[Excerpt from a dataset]

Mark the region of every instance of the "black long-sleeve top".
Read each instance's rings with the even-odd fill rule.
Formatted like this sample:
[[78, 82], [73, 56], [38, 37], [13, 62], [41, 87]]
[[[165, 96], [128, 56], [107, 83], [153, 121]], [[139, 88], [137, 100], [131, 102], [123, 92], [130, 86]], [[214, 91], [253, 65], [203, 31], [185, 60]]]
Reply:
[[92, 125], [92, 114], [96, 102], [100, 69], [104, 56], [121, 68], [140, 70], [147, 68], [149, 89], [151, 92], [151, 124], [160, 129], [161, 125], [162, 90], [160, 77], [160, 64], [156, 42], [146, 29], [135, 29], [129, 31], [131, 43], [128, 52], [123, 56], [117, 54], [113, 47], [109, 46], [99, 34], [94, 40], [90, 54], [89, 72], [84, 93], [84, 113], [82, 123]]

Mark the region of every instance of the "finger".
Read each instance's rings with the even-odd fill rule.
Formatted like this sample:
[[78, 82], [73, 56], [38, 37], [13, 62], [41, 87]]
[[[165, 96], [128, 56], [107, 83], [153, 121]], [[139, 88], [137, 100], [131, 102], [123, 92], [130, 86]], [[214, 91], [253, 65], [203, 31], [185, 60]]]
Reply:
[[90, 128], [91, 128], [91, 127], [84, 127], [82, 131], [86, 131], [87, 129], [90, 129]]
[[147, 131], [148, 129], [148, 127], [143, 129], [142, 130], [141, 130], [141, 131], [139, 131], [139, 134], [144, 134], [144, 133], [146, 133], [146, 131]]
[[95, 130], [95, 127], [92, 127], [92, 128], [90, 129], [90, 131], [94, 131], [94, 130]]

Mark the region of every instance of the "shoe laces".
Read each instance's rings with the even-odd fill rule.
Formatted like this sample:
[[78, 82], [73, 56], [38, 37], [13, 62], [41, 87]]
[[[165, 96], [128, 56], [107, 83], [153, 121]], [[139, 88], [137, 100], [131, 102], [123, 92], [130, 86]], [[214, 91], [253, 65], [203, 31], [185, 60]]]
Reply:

### Requirement
Can you reproduce the entire listing above word for word, leaving every line unchanged?

### Task solution
Mark the region of every instance of the "black long-sleeve top".
Read each instance's rings with the even-odd fill rule.
Formatted like this sample:
[[78, 82], [73, 56], [38, 37], [13, 62], [41, 87]]
[[[165, 96], [128, 56], [107, 83], [153, 121]], [[139, 88], [137, 100], [131, 102], [123, 92], [130, 86]], [[214, 91], [253, 65], [203, 31], [185, 60]]]
Reply:
[[92, 125], [92, 114], [96, 102], [100, 69], [104, 56], [121, 68], [140, 70], [147, 68], [149, 89], [151, 92], [151, 124], [160, 129], [161, 125], [162, 90], [160, 77], [160, 64], [156, 42], [146, 29], [135, 29], [129, 31], [131, 43], [128, 52], [123, 56], [117, 54], [113, 47], [109, 46], [99, 34], [94, 40], [90, 54], [89, 72], [84, 93], [84, 113], [82, 123]]

Mark the region of every instance of the "finger".
Read each instance's rings with the even-odd fill rule.
Formatted like this sample:
[[78, 82], [73, 56], [38, 37], [13, 62], [41, 87]]
[[[165, 96], [128, 56], [107, 83], [153, 121]], [[139, 88], [137, 100], [131, 102], [123, 92], [130, 86]], [[214, 91], [253, 65], [203, 31], [185, 60]]]
Reply:
[[90, 128], [91, 128], [91, 127], [84, 127], [82, 131], [86, 131], [87, 129], [90, 129]]
[[147, 131], [148, 129], [148, 127], [143, 129], [142, 130], [141, 130], [141, 131], [139, 131], [139, 134], [144, 134], [144, 133], [146, 133], [146, 131]]
[[95, 130], [95, 127], [92, 127], [92, 128], [90, 129], [90, 131], [94, 131], [94, 130]]

Mark the region of every instance of the "shoe laces".
Read each instance's rings with the even-odd fill rule.
Formatted like this sample:
[[78, 82], [73, 56], [38, 37], [13, 62], [41, 87]]
[[[165, 96], [128, 56], [107, 83], [153, 121]], [[139, 88], [137, 100], [131, 102], [123, 92], [130, 86]], [[214, 91], [253, 65], [203, 31], [185, 60]]]
Reply:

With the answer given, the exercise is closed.